So for an app you could probably say 10 downloads per upvote.

------
mdewinter
Been on the frontpage a few times, mostly weekends. 2/3 days got me 30,000 to
60,000 hits/day (24h) per time. My website is static, optimized and hosted on
a cluster of geo-spread nodes so they were still doing nothing, the statistics
server (piwik) did have a load of 4 at peak...

------
kimburgess
When a few readers collectively had the poor judgement to vote a post I wrote
to the front page it brought in around 12k uniques from HN and associated
parasitic sites over the space of 6 hours or so. This was peaking around 200 -
250 simultaneous visitors.

------
dirtyaura
Unless it goes viral outside of HN, based on my experience of a few front page
hits, you can get 10K-50K visitors. As most of visitors will bounce, serve a
static landing page and you can handle the traffic easily with a single server

------
kephra
My site made it several times to HN main page. Rule of thump is, that every
upvote equals about 100 visitors, while the site is on HN, and that about same
number of visitors come during the next days by tweets and facebooks.

------
talles
I got 26k pageviews when I managed to reach first page
([http://blog.talles.me/my-hacker-news-front-page-
day.html](http://blog.talles.me/my-hacker-news-front-page-day.html)).

------
olalonde
Happened to me a few times (for technical articles/code). If I recall
correctly it was around 3000-7000 unique visitors. My site is hosted on Github
pages so I didn't have to worry about the load.

------
shogunmike
I've had a few posts hit the front page over the last couple of years. I had
between 5,000 and 10,000 unique visitors (as Google Analytics defines them)
over the following 24hrs for each post.

------
stangeek
10-20k total if it doesn't go viral outside of HN. Maybe 100-200 concurrent at
peak. Don't worry about your server, unless it's a box at your home it should
handle the traffic...

------
viach
I've got my project on the front page #20, it led to 500 visitors in 3 hours.
Not a huge success i would say :) The interesting question is how much
_conversion_ to expect.

------
kanakiyajay
My blog [http://jquer.in](http://jquer.in) was briefly (about 3 hours) on the
front page. I got around 1500 Unique Visitors according to GA.

------
masukomi
If I recall correctly, I seemed to top out around 300 visitors per minute.
Load stayed close to that for about 2 days (dunno about US evening hours)

------
new299
About 10 to 20,000 in my experience for a site that's on the front page for
about a day.

------
duiker101
I agree ~10,000 visits for a standard front page story, with ~200 simultaneous
visitors.

------
stasy
I got ~26k from 12 hours as number 2.

REQUIRED TASKS:
1. From the thread on front-page traffic above, copy word for word the part that opens with the words containing "Not a huge success" and closes with "visitors per minute.".
2. In the thread on front-page traffic, which statistics server does mdewinter name?

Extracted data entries

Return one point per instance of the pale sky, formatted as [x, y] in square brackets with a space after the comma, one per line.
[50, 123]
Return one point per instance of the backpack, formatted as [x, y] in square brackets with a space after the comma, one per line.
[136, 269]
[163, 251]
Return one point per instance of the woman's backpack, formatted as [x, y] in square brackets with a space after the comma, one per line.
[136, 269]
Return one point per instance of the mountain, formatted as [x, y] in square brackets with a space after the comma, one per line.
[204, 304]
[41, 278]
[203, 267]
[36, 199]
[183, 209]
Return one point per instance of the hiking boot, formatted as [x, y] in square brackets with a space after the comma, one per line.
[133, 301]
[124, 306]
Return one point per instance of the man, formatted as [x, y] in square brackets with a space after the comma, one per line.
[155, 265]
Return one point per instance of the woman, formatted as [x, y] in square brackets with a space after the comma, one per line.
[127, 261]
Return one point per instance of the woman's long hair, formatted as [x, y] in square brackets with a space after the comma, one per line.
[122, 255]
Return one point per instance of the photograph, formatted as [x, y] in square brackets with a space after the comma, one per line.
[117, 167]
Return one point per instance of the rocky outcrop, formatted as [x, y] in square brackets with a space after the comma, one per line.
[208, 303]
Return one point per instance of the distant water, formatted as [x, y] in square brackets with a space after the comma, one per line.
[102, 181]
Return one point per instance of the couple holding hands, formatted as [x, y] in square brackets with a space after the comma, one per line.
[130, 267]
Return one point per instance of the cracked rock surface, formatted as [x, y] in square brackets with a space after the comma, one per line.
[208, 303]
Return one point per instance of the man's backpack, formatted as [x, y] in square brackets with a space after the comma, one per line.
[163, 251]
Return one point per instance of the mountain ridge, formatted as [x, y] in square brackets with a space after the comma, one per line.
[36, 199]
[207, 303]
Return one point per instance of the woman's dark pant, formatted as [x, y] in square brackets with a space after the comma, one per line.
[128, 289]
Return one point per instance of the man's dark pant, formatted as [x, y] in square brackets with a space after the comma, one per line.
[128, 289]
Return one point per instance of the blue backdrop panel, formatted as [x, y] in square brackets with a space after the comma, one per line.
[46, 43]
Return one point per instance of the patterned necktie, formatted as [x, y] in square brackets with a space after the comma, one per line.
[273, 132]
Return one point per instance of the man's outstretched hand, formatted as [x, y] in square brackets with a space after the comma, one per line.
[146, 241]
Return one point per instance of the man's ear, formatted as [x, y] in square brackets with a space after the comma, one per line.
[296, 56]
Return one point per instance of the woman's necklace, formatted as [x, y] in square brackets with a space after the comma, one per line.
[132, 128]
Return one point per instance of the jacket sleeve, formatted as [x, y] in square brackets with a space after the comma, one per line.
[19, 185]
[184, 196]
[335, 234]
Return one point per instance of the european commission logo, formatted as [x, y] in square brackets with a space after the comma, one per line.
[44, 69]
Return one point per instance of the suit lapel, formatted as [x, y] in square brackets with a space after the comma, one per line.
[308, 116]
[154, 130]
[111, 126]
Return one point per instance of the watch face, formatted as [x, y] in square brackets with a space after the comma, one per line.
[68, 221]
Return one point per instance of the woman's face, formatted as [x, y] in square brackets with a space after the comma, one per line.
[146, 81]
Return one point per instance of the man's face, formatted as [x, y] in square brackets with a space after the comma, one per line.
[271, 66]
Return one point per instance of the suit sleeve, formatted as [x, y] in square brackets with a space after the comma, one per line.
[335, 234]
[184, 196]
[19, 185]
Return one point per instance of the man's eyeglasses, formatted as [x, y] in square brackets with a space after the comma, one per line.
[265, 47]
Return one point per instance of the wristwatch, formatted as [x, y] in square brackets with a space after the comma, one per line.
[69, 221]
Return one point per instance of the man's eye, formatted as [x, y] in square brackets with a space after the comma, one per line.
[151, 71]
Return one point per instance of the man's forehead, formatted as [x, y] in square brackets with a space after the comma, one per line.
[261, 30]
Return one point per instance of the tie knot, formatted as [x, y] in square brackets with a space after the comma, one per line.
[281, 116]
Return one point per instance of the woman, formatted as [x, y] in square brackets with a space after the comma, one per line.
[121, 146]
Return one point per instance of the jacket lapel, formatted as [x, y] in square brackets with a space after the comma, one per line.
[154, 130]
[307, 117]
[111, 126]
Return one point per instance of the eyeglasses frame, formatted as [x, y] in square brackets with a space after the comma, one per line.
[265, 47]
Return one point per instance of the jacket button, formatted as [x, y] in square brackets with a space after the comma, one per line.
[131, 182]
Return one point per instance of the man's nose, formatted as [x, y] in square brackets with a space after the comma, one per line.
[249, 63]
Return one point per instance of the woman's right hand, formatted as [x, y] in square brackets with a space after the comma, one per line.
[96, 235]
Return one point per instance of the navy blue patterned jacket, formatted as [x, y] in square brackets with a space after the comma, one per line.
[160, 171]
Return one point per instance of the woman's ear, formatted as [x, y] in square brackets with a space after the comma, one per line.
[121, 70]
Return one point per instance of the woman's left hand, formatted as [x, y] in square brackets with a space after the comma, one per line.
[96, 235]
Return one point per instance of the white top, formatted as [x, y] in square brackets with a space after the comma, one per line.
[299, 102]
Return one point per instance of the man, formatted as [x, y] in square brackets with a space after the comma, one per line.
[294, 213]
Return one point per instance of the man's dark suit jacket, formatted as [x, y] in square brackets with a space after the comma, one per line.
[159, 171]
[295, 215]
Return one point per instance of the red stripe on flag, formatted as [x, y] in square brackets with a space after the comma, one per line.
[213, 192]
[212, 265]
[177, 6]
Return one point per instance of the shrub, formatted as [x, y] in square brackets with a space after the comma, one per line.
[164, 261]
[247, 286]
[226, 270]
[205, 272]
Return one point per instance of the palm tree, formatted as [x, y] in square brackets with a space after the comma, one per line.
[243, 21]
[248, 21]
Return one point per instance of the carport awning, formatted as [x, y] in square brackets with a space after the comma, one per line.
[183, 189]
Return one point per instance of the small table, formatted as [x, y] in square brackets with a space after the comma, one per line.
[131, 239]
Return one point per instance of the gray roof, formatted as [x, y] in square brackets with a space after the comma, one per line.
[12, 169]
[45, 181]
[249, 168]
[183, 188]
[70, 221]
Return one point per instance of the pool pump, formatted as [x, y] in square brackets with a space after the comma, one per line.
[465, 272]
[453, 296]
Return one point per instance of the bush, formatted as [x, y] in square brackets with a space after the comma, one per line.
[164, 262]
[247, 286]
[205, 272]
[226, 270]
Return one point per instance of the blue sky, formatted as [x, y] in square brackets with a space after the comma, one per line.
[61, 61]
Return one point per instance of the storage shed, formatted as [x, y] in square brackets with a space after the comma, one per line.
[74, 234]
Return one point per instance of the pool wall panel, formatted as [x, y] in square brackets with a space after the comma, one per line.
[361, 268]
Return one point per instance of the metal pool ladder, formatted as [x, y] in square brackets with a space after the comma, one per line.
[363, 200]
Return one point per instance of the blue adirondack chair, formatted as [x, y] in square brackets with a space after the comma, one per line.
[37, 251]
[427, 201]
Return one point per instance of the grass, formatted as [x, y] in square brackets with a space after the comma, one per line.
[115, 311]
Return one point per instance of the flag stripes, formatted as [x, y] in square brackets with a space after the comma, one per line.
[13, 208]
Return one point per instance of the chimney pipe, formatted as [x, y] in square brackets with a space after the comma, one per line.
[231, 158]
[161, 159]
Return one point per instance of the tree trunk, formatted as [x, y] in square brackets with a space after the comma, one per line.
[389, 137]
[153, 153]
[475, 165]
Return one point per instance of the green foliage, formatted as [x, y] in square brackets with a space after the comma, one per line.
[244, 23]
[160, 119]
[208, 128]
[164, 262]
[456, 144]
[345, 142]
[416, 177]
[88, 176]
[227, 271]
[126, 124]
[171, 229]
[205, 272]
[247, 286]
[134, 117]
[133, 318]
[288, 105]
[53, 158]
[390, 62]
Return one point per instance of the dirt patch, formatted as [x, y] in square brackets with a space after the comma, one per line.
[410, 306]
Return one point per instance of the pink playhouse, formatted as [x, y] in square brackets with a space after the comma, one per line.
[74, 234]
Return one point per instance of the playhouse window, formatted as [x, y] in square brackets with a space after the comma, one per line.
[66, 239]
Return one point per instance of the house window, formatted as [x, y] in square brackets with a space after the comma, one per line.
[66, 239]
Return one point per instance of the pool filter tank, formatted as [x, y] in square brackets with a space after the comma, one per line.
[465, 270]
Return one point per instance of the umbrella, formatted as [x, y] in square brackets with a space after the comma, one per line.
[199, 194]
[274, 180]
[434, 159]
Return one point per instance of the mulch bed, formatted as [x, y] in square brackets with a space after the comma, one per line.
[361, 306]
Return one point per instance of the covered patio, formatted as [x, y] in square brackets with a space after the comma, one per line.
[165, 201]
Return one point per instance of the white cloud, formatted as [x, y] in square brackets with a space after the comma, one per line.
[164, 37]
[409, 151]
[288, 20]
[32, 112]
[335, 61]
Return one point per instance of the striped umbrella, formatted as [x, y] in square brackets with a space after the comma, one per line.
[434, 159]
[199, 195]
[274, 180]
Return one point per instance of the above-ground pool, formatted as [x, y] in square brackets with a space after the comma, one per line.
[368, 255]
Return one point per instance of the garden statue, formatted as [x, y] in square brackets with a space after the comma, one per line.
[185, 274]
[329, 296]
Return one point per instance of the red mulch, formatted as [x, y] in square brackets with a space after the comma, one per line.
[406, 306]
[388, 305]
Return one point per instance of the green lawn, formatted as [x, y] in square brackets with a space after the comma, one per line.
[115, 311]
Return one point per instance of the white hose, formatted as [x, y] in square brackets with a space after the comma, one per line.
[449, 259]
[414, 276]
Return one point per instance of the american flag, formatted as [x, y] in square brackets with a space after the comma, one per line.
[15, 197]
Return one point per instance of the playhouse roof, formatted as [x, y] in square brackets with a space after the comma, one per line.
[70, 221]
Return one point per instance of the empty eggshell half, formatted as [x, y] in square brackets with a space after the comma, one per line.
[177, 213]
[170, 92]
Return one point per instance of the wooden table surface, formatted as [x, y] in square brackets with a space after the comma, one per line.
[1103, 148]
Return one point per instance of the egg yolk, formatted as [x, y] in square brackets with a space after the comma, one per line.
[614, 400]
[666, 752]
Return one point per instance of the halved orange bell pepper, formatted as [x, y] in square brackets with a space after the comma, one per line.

SOLUTIONS IN ORDER:
1.
Not a huge success i would say :) The interesting question is how much
_conversion_ to expect.

------
kanakiyajay
My blog [http://jquer.in](http://jquer.in) was briefly (about 3 hours) on the
front page. I got around 1500 Unique Visitors according to GA.

------
masukomi
If I recall correctly, I seemed to top out around 300 visitors per minute.

2. Piwik.